How many of the lines below contain the string "snow"? Case counts, and the reply should be the number alone.

• _Excerpted data_
==================================================

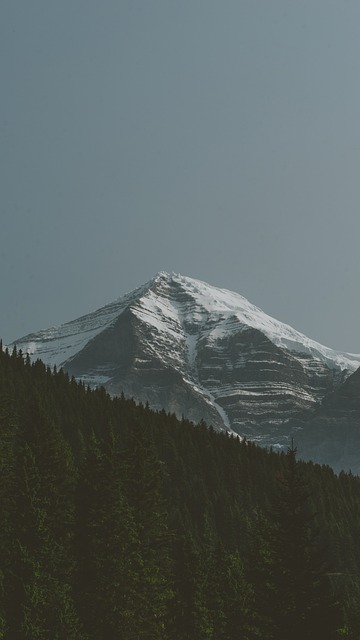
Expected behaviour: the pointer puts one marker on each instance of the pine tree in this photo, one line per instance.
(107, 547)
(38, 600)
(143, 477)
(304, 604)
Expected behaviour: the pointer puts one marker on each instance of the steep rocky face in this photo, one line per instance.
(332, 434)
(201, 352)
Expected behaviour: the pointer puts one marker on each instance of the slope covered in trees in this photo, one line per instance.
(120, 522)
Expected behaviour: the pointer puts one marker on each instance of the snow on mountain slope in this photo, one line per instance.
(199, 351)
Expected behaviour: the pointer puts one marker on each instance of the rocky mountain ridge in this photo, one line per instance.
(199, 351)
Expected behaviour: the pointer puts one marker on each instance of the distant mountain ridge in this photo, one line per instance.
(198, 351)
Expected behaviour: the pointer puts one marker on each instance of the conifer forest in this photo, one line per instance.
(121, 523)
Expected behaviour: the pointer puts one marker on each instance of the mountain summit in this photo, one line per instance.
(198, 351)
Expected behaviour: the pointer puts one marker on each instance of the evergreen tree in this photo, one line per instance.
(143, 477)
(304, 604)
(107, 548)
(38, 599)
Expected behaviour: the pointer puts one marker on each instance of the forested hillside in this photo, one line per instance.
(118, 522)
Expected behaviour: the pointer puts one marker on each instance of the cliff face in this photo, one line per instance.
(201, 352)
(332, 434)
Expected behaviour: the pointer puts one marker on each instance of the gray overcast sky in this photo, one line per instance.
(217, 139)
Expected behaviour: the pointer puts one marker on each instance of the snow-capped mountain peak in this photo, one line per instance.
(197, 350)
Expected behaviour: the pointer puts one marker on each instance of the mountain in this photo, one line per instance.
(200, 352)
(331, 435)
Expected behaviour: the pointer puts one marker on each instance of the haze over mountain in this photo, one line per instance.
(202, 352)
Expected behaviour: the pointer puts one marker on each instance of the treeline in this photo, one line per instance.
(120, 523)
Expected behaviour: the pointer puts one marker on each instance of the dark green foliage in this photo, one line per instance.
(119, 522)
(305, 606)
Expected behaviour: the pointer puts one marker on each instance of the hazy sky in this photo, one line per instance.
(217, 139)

==================================================

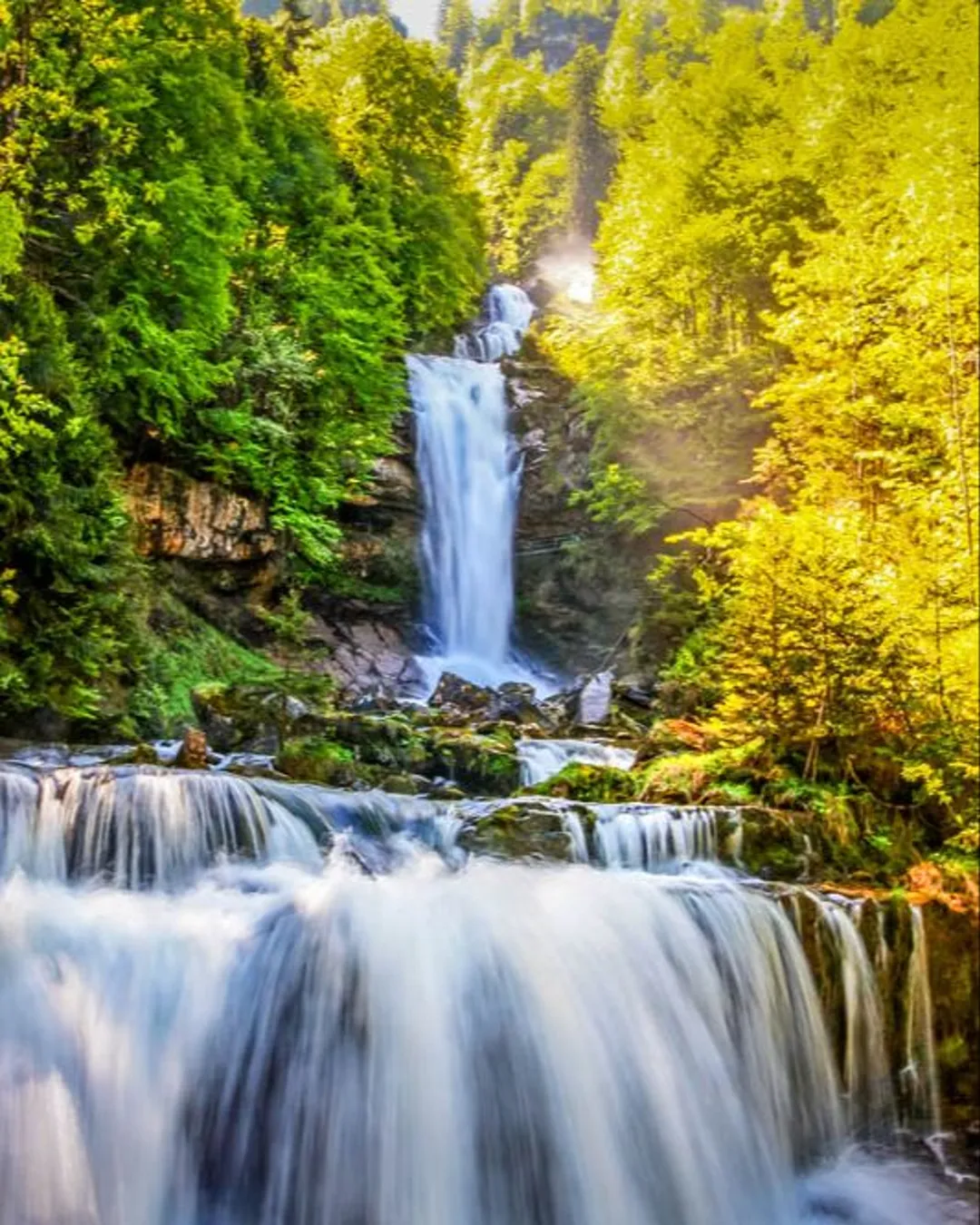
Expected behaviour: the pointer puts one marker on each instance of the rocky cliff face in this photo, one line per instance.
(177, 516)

==================================================

• _Written response_
2